**Problem**
Reproduce the passage of the memoir-writing tips starting at "We tend to be" and ending at "legacy to humanity.", word for word.

**Source extract**
......

It Doesn’t Have to Be All About You

We tend to be wrapped up in our own lives, but I find it noble and appealing to tell the story of another person in your life. I can’t claim to have done it myself yet, but I hope to at some point. Honoring a deserving individual is a fine way of celebrating their legacy to humanity.

Make It Read Like a Novel

As a life unfolds or as a theme develops, there are twists and turns, comedy and drama, victories and losses. Lives lived without fanfare or in quiet desperation can be tapped as any award winning novel could be drafted. When structuring your memoir, be mindful of presenting it in an order that best tells the story for dramatic effect.

Write in the First Person

Telling the story from your viewpoint is straightforward and easily understood. I’ve heard writers toying with the idea of using the third person to write their memoir. While I can appreciate the artistic slant on this, I would find it potentially confusing and generally unnecessary.

Be Yourself

I think it would be safe to say you would be best served to write your memoir without trying to be someone else. Write as you speak, for the most part. Don’t play a role that doesn’t suit you. Just try to be natural and you will come across in the best possible light.

Use Lots of Dialogue

Dialogue brings life to a story. Endless narrative breeds boredom. We don’t want to be bored. “Don’t jump, my precious reader!” “Don’t try to stop me. I can’t take anymore narrative!”

Keeping in mind our intention to adhere to the truth, we need to include conversations in our memoir. No one expects us to recall word for word quotes, but we can write these verbal exchanges according to our recollections and not violate the essential truth. Dialogue is vital. It’s fun when you become comfortable with it.

Out With Your /Feelings

Just giving the facts without letting the reader into your heart and mind can leave your manuscript cold. Relate important events of your life in your memoir, being sure to include how they affected you. The deeper, the better. If you’re not the type of person to do so, this is your chance to practice in the privacy of your writing space. You may find you evolve and purge yourself of some heavy baggage. And your writing will be more accessible.

......

**The data**
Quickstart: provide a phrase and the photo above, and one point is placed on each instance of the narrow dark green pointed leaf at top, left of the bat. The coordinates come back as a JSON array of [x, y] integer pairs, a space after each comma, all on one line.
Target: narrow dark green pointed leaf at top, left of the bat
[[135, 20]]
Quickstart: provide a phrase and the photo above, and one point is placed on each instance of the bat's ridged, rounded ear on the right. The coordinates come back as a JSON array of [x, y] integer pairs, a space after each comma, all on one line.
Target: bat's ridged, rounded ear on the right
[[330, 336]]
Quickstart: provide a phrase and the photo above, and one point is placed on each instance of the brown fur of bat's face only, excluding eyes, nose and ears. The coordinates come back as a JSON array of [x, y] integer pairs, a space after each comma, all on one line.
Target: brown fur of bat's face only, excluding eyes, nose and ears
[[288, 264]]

......

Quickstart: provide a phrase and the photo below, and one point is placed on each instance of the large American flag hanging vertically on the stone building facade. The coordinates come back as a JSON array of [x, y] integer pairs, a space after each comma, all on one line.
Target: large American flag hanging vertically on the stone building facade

......

**Final answer**
We tend to be wrapped up in our own lives, but I find it noble and appealing to tell the story of another person in your life. I can’t claim to have done it myself yet, but I hope to at some point. Honoring a deserving individual is a fine way of celebrating their legacy to humanity.